GIVEN TASK:
Will you quote all of the entries, word for word?

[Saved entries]
◆ ◆ ◆
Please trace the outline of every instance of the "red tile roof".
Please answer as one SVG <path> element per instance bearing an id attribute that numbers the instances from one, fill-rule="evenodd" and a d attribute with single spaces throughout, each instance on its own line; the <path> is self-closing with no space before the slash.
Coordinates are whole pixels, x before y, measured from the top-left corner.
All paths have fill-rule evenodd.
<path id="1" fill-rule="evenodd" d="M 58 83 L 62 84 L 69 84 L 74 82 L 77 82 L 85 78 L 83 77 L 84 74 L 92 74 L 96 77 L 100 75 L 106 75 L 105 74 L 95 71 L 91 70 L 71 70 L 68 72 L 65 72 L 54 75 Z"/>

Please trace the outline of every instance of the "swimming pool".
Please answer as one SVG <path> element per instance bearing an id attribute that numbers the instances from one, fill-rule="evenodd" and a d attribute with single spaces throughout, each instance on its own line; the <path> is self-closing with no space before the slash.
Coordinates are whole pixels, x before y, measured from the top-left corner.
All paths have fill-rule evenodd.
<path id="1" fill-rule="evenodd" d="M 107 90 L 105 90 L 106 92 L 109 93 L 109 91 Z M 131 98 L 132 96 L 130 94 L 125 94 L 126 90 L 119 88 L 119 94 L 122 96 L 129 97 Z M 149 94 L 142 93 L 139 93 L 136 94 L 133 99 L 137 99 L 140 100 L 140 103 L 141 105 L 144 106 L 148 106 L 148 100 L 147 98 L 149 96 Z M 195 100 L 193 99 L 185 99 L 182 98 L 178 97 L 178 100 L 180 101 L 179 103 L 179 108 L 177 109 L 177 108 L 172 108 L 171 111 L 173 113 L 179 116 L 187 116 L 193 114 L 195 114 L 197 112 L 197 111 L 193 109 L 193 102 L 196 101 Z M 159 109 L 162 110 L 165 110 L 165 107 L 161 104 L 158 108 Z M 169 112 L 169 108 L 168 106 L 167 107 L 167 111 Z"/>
◆ ◆ ◆
THE SOLUTION:
Please trace the outline of every instance of the "red tile roof".
Please answer as one SVG <path> element per instance bearing an id attribute that numbers the instances from one, fill-rule="evenodd" and a d attribute with single spaces throughout, each instance on its own line; the <path> is self-closing with no space before the slash.
Coordinates are whole pixels, x before y, measured from the top-left corner.
All paths have fill-rule evenodd.
<path id="1" fill-rule="evenodd" d="M 58 83 L 62 84 L 69 84 L 74 82 L 77 82 L 85 78 L 83 77 L 84 74 L 92 74 L 96 77 L 100 75 L 106 75 L 105 74 L 95 71 L 91 70 L 71 70 L 68 72 L 65 72 L 54 75 Z"/>

Please trace the outline of every instance of the "swimming pool".
Please answer as one SVG <path> element per instance bearing an id attribute that numbers the instances from one, fill-rule="evenodd" and a d attribute with single spaces throughout, each instance on its own line; the <path> is self-closing with no space before the slash.
Coordinates are whole pixels, x before y, measured from the top-left corner.
All paths have fill-rule evenodd.
<path id="1" fill-rule="evenodd" d="M 107 90 L 105 90 L 106 92 L 109 93 L 109 91 Z M 131 98 L 132 96 L 130 94 L 125 94 L 126 90 L 119 88 L 119 94 L 122 96 L 129 97 Z M 149 94 L 142 93 L 139 93 L 136 94 L 133 99 L 137 99 L 140 100 L 140 103 L 141 105 L 144 106 L 148 106 L 148 100 L 147 98 L 149 96 Z M 195 100 L 193 99 L 185 99 L 182 98 L 178 97 L 178 100 L 180 101 L 179 103 L 179 108 L 177 109 L 177 108 L 172 108 L 171 111 L 173 113 L 179 116 L 187 116 L 193 114 L 195 114 L 197 112 L 197 111 L 193 109 L 193 102 L 196 101 Z M 159 109 L 162 110 L 165 110 L 165 107 L 161 104 L 158 108 Z M 169 112 L 169 108 L 168 106 L 167 107 L 167 111 Z"/>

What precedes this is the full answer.